[練習題目 A]:
請重抄條目中從含有「Please segment every instance of the <item>pied」的那一行起，一直到條目結尾的這段文字，把其中的「outline」換成「contour」，其餘一律不動，圖片不要放進答案。

[文件正文]:

北極令人畏懼又著迷,這片敵對的環境被視為勇氣與韌性的試煉場,那些在艱難險阻中生存下來的探險家故事,深深吸引了大眾的想像與崇拜,並在文學、藝術和國家敘事中被浪漫化,文中10位北極探險家,無論成敗皆堪稱當時最具代表性的英雄…
北極探險延續了大航海時代的目標,包括經濟利益、科學發現、帝國霸權以及個人榮耀,而北極的「西北航道」和20世紀初以前被稱為「東北航道」的「北方航道」成為競逐焦點,因為探險家認為這些冰封水道可以提供更短、更快速的歐亞貿易路徑。這群英雄在地圖製作、海洋學與原住民互動等領域留下深遠影響,他們留下的遺產不僅包含地理發現的榮耀,也包括人類探索未知領域的失敗與犧牲。
在正文開始前,請容筆者先分享自己最喜愛的歷史照片之一,由左至右分別是第一位發現正南極的挪威人「阿蒙森」、受困南極堅冰21個月的英國「謝克頓」船長、第一位發現正北極的美國人「皮里」。這三位探險家同框正如標題《三大極地巨星》,是人類勇氣、毅力與智慧的代表,耀眼到讓人無法直視。站在C位的謝克頓船長是我個人最崇拜的英雄,他受困南極1年9個月,在酷寒與物資短缺的絕境中,仍帶領全員奇蹟似的脫險,過程驚險到令人頭皮發麻。今天,人們或許喊不出阿蒙森和皮里的成就,但謝克頓的逆境領導學依然是哈佛商學院的熱門課程。

[練習條目]:
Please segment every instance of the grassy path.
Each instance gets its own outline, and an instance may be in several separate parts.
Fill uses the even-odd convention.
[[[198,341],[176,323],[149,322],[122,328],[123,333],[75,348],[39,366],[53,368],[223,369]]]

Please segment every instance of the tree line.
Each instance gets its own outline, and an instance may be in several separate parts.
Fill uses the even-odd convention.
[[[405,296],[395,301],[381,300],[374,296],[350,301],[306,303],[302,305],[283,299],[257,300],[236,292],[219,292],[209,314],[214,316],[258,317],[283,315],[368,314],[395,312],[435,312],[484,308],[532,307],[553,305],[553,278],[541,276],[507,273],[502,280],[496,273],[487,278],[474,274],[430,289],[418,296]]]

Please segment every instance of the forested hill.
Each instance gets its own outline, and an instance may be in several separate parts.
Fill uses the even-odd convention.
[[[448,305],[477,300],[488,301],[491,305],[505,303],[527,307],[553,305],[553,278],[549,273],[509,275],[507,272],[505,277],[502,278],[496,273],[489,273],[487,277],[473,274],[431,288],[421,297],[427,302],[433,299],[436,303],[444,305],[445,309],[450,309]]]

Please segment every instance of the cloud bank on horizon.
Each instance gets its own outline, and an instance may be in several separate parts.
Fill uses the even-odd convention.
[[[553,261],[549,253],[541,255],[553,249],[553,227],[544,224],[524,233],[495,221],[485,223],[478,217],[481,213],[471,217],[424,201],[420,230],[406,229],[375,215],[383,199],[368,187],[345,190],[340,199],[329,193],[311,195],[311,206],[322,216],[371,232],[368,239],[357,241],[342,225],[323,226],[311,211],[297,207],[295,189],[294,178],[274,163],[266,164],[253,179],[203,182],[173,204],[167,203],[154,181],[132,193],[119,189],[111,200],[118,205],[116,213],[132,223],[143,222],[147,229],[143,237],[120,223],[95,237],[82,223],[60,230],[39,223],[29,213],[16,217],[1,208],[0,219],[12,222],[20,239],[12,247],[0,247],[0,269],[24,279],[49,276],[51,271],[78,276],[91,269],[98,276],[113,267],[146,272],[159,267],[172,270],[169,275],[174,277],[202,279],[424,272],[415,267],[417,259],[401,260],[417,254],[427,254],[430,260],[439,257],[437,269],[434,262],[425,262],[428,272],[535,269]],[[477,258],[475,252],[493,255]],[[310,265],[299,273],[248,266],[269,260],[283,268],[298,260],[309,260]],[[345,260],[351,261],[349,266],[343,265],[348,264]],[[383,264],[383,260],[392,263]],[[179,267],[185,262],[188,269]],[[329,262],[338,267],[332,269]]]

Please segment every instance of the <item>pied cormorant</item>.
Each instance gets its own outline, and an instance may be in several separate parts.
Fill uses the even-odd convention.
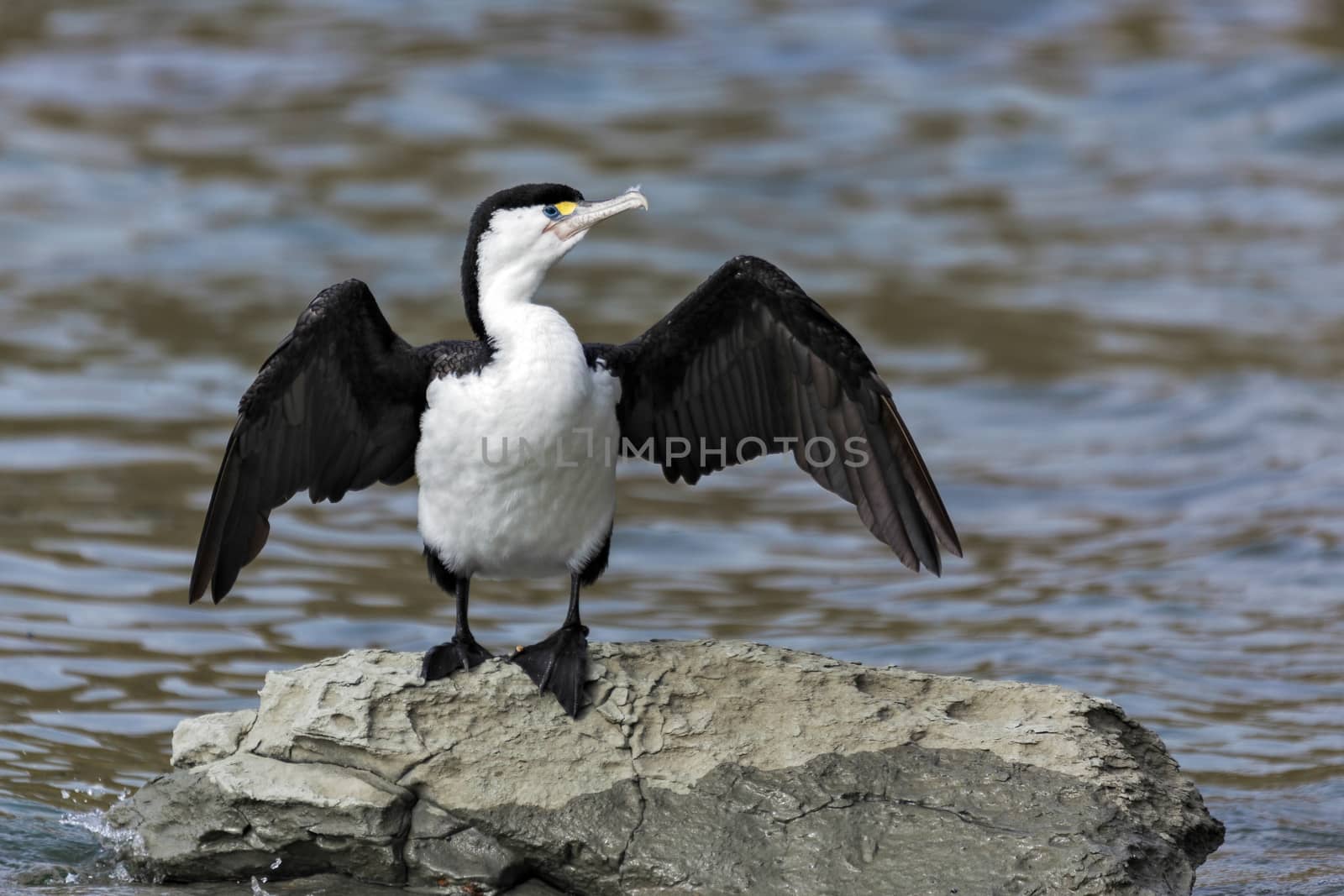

[練習題目 B]:
請將這篇談北極探險家的文章從頭到尾一字不差地再寫一遍。

[完整答案 A]:
Please segment every instance of the <item>pied cormorant</item>.
Each instance gets its own contour, and an instance may be in several separate parts.
Fill uses the even-odd convention.

[完整答案 B]:
北極令人畏懼又著迷,這片敵對的環境被視為勇氣與韌性的試煉場,那些在艱難險阻中生存下來的探險家故事,深深吸引了大眾的想像與崇拜,並在文學、藝術和國家敘事中被浪漫化,文中10位北極探險家,無論成敗皆堪稱當時最具代表性的英雄…
北極探險延續了大航海時代的目標,包括經濟利益、科學發現、帝國霸權以及個人榮耀,而北極的「西北航道」和20世紀初以前被稱為「東北航道」的「北方航道」成為競逐焦點,因為探險家認為這些冰封水道可以提供更短、更快速的歐亞貿易路徑。這群英雄在地圖製作、海洋學與原住民互動等領域留下深遠影響,他們留下的遺產不僅包含地理發現的榮耀,也包括人類探索未知領域的失敗與犧牲。
在正文開始前,請容筆者先分享自己最喜愛的歷史照片之一,由左至右分別是第一位發現正南極的挪威人「阿蒙森」、受困南極堅冰21個月的英國「謝克頓」船長、第一位發現正北極的美國人「皮里」。這三位探險家同框正如標題《三大極地巨星》,是人類勇氣、毅力與智慧的代表,耀眼到讓人無法直視。站在C位的謝克頓船長是我個人最崇拜的英雄,他受困南極1年9個月,在酷寒與物資短缺的絕境中,仍帶領全員奇蹟似的脫險,過程驚險到令人頭皮發麻。今天,人們或許喊不出阿蒙森和皮里的成就,但謝克頓的逆境領導學依然是哈佛商學院的熱門課程。